Cosa si chiede → Restituisci parola per parola il tratto della sentenza che comincia con "1. Con sentenza" e prosegue fino a "1, lett. d).".

Cass. civ. Sez. Unite, Sent., 23-04-2012, n. 6327 Illeciti disciplinari

Sentenza scelta dal dott. Domenico Cirasole direttore del sito giuridico http://www.gadit.it/

Svolgimento del processo

1. Con sentenza n. 111 dell’8 luglio 2011, depositata il 21 luglio 2011, la Sezione disciplinare del Consiglio superiore della magistratura ha inflitto al Dott. L.B.L., giudice presso il Tribunale di Rimini, la sanzione della censura, avendolo ritenuto responsabile dell’illecito disciplinare di cui al D.Lgs. 23 febbraio 2006, n. 109, art. 2, comma 1, lett. d).

Il Dott. L.B. era stato incolpato di tale illecito, come riportato nell’epigrafe della sentenza, "per avere, quale magistrato con funzioni di giudice nel Tribunale di Siracusa, violato i doveri generali di correttezza ed equilibrio e per aver tenuto un comportamento gravemente scorretto nei confronti della Dott.ssa L.I.S., giudice nel medesimo ufficio. In particolare, il Dott. L.B., nell’auto-relazione indirizzata al Consiglio giudiziario di Catania nel corso del procedimento relativo alla sua prima valutazione di professionalità, in un provvedimento di riorganizzazione del suo ruolo civile del 12 novembre 2008 (atti per loro natura destinati alla conoscenza di terzi) e in una missiva indirizzata in data 20 gennaio 2009 al presidente della sezione civile del Tribunale di Siracusa, svolgeva ripetutamente aspre ed ingiustificate critiche in ordine alla professionalità della Dott.ssa L.I., precedente titolare dei medesimi ruoli di cognizione e di esecuzione, addebitandole una mala gestio degli stessi; l’incapacità di organizzarli; una sorta di stagnazione del ruolo; la concessione di rinvii immotivati; l’adozione di prassi istruttorie lacunose ed altri simili inconferenti giudizi. In tal modo il Dott. L.B. travalicava le proprie esigenze di organizzazione, mettendo ripetutamente in cattiva luce la collega di fronte ai capi degli uffici, al Foro ed al personale di cancelleria".

La Sezione disciplinare ha osservato che, nella prospettiva dell’incolpato e segnatamente nel provvedimento di riorganizzazione del ruolo, assumeva certamente rilevanza, e sarebbe stata quindi sufficiente, una descrizione della situazione del ruolo, per giustificare qualche anticipazione e numerosi differimenti (fino a due anni) di udienze già fissate, non solo dalla Dott.ssa L. I. ma anche dallo stesso Dott. L.B. e in relazione a procedimenti anche sopravvenuti alla successione tra i due magistrati. L’incolpato si impegnò invece anche ad individuare le cause della difficile situazione, addebitandone la responsabilità esclusivamente alla collega che lo aveva preceduto due anni prima, e tale comportamento – ha concluso la Sezione disciplinare – fu reiteratamente e gravemente scorretto, perchè le censure ripetutamente mosse alla Dott.ssa L.I. furono indebite, non competendo al Dott. L.B. valutare il lavoro della collega (e tanto meno comunicare al Foro e ai dirigenti dell’Ufficio le proprie valutazioni in proposito), e palesemente gratuite, perchè non necessarie a giustificare plausibilmente la posizione dell’incolpato.

Estratto della fonte →
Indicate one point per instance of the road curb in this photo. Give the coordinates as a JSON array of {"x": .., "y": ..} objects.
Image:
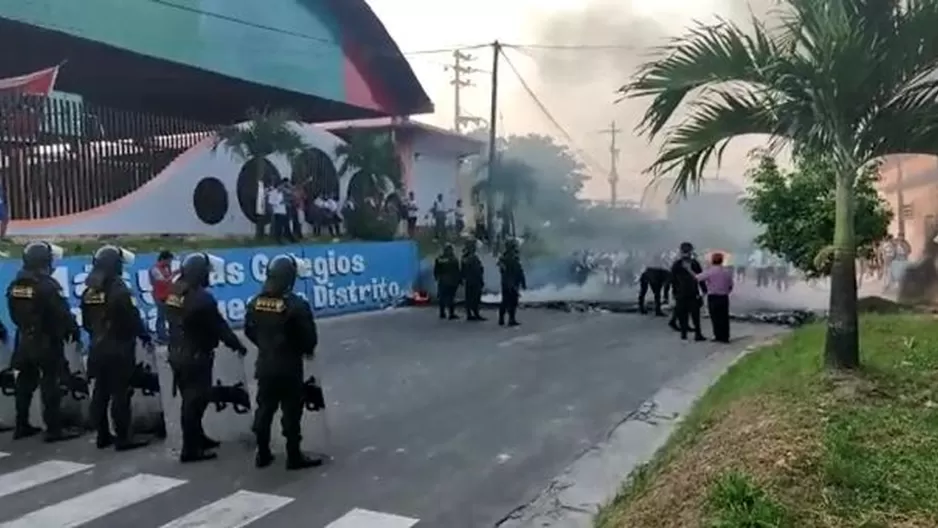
[{"x": 572, "y": 499}]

Risposta →
1. Con sentenza n. 111 dell’8 luglio 2011, depositata il 21 luglio 2011, la Sezione disciplinare del Consiglio superiore della magistratura ha inflitto al Dott. L.B.L., giudice presso il Tribunale di Rimini, la sanzione della censura, avendolo ritenuto responsabile dell’illecito disciplinare di cui al D.Lgs. 23 febbraio 2006, n. 109, art. 2, comma 1, lett. d).